-- SUPPLIED MATERIAL start --
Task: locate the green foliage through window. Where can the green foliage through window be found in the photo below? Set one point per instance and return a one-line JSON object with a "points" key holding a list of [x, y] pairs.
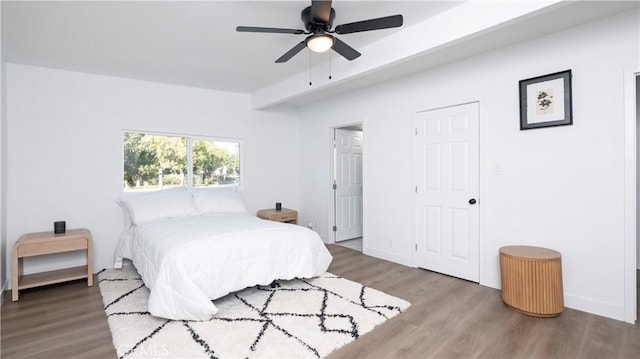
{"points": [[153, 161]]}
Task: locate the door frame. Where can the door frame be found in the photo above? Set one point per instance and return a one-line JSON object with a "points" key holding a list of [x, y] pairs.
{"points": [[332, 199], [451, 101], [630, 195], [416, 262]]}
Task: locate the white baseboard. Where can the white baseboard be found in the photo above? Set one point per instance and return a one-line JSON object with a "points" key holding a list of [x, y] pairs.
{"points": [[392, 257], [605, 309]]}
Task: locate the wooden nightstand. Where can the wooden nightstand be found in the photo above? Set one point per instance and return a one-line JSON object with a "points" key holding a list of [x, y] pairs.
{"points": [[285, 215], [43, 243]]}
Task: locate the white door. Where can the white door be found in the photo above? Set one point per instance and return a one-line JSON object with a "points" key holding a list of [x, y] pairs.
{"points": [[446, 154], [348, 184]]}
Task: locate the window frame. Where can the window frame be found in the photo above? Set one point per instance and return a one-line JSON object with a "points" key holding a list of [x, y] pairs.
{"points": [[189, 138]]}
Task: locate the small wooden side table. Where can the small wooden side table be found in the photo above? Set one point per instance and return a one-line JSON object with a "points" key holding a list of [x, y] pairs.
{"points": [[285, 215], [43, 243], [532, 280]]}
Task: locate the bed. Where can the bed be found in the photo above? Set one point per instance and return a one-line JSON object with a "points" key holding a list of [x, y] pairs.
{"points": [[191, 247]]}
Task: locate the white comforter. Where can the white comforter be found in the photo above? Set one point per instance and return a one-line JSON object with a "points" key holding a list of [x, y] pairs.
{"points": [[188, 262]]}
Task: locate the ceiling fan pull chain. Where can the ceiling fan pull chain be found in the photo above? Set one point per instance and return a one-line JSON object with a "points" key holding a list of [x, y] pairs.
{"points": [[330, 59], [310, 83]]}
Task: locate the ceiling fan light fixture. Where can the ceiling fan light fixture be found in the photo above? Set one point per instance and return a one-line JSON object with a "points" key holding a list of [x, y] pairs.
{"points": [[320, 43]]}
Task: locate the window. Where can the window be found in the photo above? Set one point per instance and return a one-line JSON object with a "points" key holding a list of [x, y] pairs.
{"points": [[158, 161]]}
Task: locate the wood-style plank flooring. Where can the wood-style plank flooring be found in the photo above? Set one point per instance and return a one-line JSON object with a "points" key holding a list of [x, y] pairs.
-- SUPPLIED MATERIAL end --
-- SUPPLIED MATERIAL start --
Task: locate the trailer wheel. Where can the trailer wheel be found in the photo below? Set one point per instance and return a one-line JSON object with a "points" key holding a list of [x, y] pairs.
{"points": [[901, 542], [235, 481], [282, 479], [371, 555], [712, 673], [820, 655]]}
-- SUPPLIED MATERIAL end --
_WORK TO BE COMPLETED_. Repeat the items from the line with "Task: locate the window." up to and including the line with "Task: locate the wood-style", copying them word for word.

_FULL SOLUTION_.
Task: locate the window. Where can the window be found in the photo above? Set one point per instance and return a one-line JSON object with a "points" key holding a list of [x, y] pairs.
{"points": [[158, 161]]}
Task: locate the wood-style plank flooring. Where can the wood-style plank flooring be found in the photo above? Set one point per instance and return a one-line JSON object with a "points" key holding a list of [x, y] pairs.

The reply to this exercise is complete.